-- THE PROBLEM --
From the line containing "Practice step: find the tree line" through the last line of the entries below, repeat each line word for word and leave out the rest.
******************************
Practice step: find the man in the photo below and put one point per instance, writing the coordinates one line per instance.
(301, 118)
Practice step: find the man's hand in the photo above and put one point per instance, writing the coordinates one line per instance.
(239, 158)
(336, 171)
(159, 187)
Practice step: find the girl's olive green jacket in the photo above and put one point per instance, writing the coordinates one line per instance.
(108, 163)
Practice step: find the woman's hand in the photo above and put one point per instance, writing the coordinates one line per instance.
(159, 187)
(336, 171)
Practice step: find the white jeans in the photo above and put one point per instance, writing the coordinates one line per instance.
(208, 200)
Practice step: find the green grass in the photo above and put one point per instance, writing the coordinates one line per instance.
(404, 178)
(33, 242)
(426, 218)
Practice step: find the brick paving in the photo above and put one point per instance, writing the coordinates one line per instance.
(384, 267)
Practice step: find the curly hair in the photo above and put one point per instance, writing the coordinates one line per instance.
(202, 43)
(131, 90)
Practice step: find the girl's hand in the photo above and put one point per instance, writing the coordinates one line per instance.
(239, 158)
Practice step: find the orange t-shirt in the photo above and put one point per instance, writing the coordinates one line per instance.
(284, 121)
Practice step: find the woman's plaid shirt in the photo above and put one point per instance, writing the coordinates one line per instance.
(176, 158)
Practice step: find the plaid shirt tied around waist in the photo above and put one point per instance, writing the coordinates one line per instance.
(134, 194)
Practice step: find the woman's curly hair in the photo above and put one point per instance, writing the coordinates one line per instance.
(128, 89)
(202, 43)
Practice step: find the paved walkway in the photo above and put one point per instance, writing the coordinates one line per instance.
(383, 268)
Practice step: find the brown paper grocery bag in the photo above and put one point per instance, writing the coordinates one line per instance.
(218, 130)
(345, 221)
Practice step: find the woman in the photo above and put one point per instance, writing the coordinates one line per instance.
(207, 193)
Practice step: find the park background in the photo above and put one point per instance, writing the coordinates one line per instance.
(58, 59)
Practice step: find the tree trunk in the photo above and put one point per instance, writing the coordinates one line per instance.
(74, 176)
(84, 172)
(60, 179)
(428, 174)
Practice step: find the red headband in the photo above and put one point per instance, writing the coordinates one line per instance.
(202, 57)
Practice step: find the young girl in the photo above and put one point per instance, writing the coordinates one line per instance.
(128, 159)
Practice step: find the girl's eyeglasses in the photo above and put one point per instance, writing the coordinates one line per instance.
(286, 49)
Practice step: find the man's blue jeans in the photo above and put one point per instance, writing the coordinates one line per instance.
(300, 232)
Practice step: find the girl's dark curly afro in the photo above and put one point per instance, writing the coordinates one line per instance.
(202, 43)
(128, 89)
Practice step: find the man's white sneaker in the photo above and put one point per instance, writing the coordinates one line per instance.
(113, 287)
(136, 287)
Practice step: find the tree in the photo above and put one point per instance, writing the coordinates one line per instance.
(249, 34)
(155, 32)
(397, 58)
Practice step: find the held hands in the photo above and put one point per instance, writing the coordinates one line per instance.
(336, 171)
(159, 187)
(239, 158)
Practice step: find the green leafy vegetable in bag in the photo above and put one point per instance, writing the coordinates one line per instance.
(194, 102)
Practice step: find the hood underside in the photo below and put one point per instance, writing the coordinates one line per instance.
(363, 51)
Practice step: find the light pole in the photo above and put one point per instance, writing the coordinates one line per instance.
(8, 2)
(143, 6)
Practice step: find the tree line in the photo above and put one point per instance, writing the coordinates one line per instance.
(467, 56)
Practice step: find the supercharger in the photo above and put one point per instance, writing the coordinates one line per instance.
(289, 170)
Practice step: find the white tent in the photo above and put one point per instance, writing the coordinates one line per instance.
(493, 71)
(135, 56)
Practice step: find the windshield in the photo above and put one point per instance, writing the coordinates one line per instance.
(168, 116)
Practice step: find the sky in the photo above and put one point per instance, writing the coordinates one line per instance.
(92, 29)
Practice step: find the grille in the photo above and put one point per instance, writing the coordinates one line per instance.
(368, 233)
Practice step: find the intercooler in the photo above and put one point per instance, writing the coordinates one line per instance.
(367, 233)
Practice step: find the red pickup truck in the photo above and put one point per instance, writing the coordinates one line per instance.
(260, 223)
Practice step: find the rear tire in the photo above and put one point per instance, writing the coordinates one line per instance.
******************************
-- SOLUTION TO THIS TASK --
Practice step: find the tree line in the photo above and put one point per instance, writing the coordinates one line per instance.
(467, 56)
Practice step: find the supercharger in the photo above and put one point per instance, writing the coordinates one line per instance.
(289, 170)
Practice step: find the white tent in the photo above and put one point per instance, writing the coordinates one line per instance.
(493, 71)
(135, 56)
Practice step: find the windshield in the photo above and put one point per instance, writing the coordinates one line per instance.
(168, 116)
Practice step: find the sky in the photo above and put one point per instance, writing the coordinates one line per instance.
(92, 29)
Practice step: find the grille in the photo above and put one point per instance, writing the coordinates one line per instance.
(368, 233)
Practice step: find the intercooler in the photo above and put one point per instance, writing the coordinates one line per instance.
(367, 233)
Practice step: find the red pickup truck in the photo above and put one point per instance, writing the coordinates one line per instance.
(260, 223)
Practice step: find the rear tire in the photo above and put one point per instance, writing the coordinates one line per instance.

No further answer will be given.